Can you continue the passage on Peggy Sue Wright's country music career past its last sentence?

### Selected excerpt
------

Wright then became a featured act in Loretta's early shows in the 1960s. She also helped write a few of Loretta's compositions, including "Don't Come Home A' Drinkin' (With Lovin' on Your Mind)."
In 1969, she signed with Decca Records and released her debut single, "I'm Dynamite," which went into the country top 30. That same year, she released an album of the same name. The second single from that album titled, "I'm Gettin' Tired of Babyin' You" also reached the top 30.

After Peggy Sue had a hit with her most successful single, "All-American Husband", she left Decca Records after releasing two albums. Next, Wright recorded two albums in the 1970s for two small labels.

------

(Data listing)
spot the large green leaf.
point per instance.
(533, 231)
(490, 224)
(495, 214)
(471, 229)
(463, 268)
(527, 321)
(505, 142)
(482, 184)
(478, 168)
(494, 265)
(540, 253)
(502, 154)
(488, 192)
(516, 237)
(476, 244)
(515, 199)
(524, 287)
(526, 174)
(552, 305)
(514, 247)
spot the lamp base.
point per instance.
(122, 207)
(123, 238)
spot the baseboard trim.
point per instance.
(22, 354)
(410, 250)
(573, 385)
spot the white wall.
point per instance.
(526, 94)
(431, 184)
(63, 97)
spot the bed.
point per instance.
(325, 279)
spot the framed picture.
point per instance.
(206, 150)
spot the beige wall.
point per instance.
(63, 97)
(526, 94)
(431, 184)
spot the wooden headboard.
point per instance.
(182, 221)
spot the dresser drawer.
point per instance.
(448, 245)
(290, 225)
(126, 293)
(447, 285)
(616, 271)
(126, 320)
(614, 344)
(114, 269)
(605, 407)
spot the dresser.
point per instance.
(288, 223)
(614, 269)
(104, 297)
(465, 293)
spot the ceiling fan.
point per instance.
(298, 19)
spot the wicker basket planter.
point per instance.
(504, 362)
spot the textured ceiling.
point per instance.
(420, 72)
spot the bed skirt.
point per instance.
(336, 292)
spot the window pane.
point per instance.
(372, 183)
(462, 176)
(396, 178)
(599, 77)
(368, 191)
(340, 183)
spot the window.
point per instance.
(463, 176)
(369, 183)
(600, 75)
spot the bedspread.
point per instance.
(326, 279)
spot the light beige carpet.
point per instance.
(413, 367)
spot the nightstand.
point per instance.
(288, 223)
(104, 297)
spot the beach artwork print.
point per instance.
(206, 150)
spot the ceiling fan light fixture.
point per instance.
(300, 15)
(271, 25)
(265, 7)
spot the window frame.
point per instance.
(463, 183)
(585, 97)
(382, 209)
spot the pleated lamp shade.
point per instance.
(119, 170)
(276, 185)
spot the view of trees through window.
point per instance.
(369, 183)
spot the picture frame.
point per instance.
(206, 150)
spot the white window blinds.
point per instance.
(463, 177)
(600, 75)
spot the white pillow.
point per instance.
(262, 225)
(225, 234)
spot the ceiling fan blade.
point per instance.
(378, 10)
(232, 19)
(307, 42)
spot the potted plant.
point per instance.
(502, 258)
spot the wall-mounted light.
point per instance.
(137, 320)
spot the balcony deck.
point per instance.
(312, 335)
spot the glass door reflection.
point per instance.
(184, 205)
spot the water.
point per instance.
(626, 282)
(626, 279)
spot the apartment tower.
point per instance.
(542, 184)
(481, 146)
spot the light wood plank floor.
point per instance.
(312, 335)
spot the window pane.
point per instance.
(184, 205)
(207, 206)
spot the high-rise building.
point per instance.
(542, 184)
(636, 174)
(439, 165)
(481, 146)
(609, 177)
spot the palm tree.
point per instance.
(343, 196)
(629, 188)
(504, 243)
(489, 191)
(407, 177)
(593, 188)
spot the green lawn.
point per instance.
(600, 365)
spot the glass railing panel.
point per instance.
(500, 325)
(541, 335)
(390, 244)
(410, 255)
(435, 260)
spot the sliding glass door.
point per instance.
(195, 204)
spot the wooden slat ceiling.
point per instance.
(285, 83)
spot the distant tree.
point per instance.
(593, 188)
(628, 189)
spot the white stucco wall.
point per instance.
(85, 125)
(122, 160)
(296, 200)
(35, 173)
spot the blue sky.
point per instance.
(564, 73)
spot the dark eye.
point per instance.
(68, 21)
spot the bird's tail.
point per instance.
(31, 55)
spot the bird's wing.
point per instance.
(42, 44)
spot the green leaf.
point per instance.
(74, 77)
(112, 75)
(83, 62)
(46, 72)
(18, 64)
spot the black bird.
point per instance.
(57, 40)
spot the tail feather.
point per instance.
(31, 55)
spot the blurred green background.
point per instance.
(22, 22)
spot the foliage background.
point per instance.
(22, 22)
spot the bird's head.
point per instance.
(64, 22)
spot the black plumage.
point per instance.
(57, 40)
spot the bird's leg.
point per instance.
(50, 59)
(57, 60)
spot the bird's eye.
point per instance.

------

### Response
Peggy Sue was married twice. Her first marriage was to Douglas Wells (m. 1964-div. 1968); the second was to Sonny Wright (m. 1970-). From her first marriage, Peggy had one daughter: Doyletta Gayle; born May 30, 1967. Doyletta Gayle was named after Doyle Wilburn and Wright's sisters: Loretta Lynn and Crystal Gayle. Doyletta became a victim of spousal abuse when she was killed by her spouse on February 22, 1991.

After 1970, she did not appear on the Billboard country charts until 1977. Beginning then, she had a small string of minor hits on her second husband Sonny Wright's label, Doorknob.

In 1986, she began performing as a background singer and designing stage costumes for her younger sister, Crystal Gayle.
She continues to perform with Gayle today. Occasionally, they would both join with older sister Loretta Lynn for a concert at her Hurricane Mills, Tennessee, ranch.

==Discography==

===Albums===

| Year | Title | US Country | Label |
| 1969 | Dynamite! | 33 | Decca |
| 1970 | All-American Husband | — |
| 1974 | One Side (w/ Sonny Wright) | — | CR |
| 1977 | I Just Came in Here | — | Doorknob |
| 1981 | Gently Hold Me (w/ Sonny Wright) | — | Big R |

===Singles===

Year: Single; US Country; CB Country; Album
1969: "I'm Dynamite"; 28; 10; Dynamite!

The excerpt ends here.